Stated task 1 -> Can you output only the lines of the listing below, starting at the line containing "Where can you see the drainpipe" and ending at the line containing "Where can you see the red", both included, as a JSON list of strings with one string per line and blank lines omitted?

The story's very ambiguity steadily feeds its mysteriousness and power, and Danielewski's mastery of postmodernist and...

An amazingly intricate and ambitious first novel - ten years in the making - that puts an engrossing new spin on the traditional haunted-house tale.

Texts within texts, preceded by intriguing introductory material and followed by 150 pages of appendices and related "documents" and photographs, tell the story of a mysterious old house in a Virginia suburb inhabited by esteemed photographer-filmmaker Will Navidson, his companion Karen Green (an ex-fashion model), and their young children Daisy and Chad.  The record of their experiences therein is preserved in Will's film The Davidson Record - which is the subject of an unpublished manuscript left behind by a (possibly insane) old man, Frank Zampano - which falls into the possession of Johnny Truant, a drifter who has survived an abusive childhood and the perverse possessiveness of his mad mother (who is institutionalized).  As Johnny reads Zampano's manuscript, he adds his own (autobiographical) annotations to the scholarly ones that already adorn and clutter the text (a trick perhaps influenced by David Foster Wallace's Infinite Jest) - and begins experiencing panic attacks and episodes of disorientation that echo with ominous precision the content of Davidson's film (their house's interior proves, "impossibly," to be larger than its exterior; previously unnoticed doors and corridors extend inward inexplicably, and swallow up or traumatize all who dare to "explore" their recesses).  Danielewski skillfully manipulates the reader's expectations and fears, employing ingeniously skewed typography, and throwing out hints that the house's apparent malevolence may be related to the history of the Jamestown colony, or to Davidson's Pulitzer Prize-winning photograph of a dying Vietnamese child stalked by a waiting vulture.  Or, as "some critics [have suggested,] the house's mutations reflect the psychology of anyone who enters it."

Stated task 2 -> Could you copy, word for word, the passage of the haunted-house novel review starting at "The story's very" and ending at "traditional haunted-house tale."?

Stored data entries
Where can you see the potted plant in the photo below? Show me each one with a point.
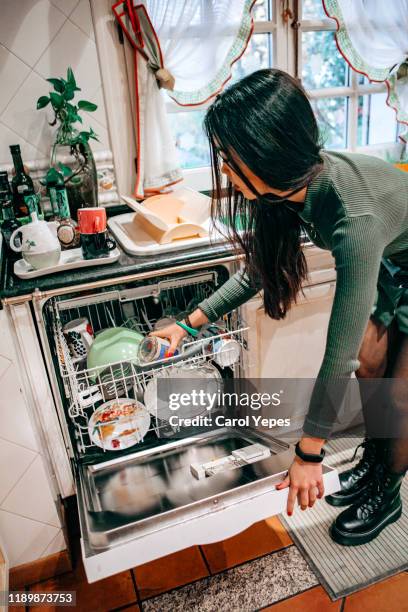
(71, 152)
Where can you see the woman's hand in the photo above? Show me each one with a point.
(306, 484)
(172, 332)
* * *
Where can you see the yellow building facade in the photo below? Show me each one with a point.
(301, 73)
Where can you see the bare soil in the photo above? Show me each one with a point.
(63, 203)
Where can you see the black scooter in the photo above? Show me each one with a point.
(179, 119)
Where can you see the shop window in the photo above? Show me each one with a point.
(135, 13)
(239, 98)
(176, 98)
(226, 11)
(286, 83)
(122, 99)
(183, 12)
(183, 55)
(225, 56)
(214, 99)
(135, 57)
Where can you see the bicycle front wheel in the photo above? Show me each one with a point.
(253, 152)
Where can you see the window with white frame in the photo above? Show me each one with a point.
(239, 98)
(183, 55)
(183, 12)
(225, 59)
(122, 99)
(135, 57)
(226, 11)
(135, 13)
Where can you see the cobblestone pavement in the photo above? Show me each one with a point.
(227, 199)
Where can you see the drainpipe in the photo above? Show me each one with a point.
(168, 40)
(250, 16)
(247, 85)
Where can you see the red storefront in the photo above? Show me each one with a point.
==
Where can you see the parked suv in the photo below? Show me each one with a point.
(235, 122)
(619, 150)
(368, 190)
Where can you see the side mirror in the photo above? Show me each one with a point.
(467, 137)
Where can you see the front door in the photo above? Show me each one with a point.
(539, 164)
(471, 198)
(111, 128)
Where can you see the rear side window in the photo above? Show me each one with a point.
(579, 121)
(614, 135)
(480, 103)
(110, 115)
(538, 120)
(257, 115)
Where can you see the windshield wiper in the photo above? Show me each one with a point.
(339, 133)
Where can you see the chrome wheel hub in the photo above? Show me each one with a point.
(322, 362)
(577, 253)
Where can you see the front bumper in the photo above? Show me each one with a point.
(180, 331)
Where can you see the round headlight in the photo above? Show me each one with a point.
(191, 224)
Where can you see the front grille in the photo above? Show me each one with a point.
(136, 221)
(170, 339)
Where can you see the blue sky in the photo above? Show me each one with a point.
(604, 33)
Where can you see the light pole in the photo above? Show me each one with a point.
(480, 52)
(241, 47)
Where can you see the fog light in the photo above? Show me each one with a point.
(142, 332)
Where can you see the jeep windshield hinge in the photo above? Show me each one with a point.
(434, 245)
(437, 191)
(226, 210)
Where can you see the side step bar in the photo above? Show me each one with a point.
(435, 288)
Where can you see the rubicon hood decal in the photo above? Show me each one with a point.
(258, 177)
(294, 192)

Finished answer 1 ->
[
  "Where can you see the drainpipe in the photo above? Show me each one with a point.",
  "(168, 40)",
  "(250, 16)",
  "(247, 85)",
  "Where can you see the red storefront in the photo above? Show me each one with a point."
]

Finished answer 2 ->
The story's very ambiguity steadily feeds its mysteriousness and power, and Danielewski's mastery of postmodernist and...

An amazingly intricate and ambitious first novel - ten years in the making - that puts an engrossing new spin on the traditional haunted-house tale.